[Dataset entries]
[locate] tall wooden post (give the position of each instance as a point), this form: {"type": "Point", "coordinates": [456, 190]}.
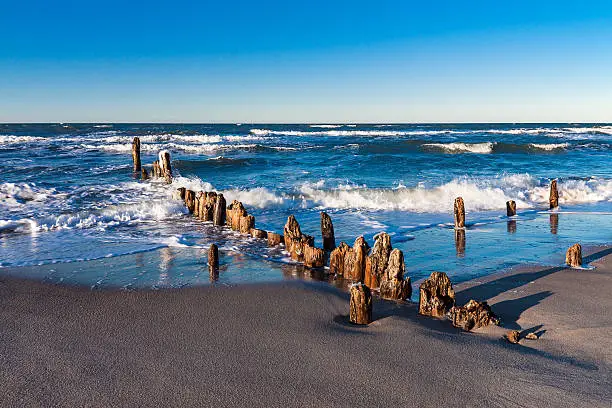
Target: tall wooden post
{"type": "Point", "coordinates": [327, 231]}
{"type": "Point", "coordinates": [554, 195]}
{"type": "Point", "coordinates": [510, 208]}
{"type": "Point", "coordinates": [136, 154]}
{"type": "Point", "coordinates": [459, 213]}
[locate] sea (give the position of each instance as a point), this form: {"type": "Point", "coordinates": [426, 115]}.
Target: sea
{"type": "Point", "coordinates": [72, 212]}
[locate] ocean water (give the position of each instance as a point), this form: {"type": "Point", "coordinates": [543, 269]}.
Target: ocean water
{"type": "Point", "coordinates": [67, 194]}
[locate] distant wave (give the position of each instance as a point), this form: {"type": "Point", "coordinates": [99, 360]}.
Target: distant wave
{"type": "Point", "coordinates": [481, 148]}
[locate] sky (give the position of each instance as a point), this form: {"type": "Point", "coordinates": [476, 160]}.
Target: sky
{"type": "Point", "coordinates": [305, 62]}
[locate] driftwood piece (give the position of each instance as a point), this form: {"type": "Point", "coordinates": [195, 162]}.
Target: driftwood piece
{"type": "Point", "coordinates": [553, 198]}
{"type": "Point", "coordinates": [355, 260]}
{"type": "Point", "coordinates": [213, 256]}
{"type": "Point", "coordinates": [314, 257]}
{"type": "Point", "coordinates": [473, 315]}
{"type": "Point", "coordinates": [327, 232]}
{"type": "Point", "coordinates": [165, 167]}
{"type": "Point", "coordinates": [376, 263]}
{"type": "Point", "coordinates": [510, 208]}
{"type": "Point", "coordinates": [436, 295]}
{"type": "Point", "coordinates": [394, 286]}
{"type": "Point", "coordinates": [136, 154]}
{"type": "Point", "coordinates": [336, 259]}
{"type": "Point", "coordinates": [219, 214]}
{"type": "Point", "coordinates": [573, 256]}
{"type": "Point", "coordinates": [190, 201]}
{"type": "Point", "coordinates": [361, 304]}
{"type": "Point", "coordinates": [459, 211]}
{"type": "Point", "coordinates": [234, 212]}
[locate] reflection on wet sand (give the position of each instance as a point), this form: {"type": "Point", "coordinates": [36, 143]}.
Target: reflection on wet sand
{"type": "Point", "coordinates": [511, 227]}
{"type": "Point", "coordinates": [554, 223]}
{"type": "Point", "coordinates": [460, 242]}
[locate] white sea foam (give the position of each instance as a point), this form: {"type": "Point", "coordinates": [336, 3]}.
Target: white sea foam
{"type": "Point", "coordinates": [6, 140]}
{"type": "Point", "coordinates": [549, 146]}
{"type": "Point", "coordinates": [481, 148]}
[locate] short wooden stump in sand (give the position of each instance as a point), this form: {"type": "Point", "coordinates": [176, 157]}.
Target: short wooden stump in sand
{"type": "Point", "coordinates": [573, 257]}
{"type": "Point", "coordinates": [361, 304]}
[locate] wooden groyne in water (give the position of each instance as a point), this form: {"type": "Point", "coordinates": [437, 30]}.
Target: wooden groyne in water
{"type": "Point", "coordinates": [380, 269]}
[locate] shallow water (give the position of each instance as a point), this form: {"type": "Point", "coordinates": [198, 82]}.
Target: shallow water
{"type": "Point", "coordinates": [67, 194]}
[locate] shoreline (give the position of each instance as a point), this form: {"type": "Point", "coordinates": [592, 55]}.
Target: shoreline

Try it:
Count, in the records above, the lines that include "this", and give the number with nothing added.

Output of the task:
12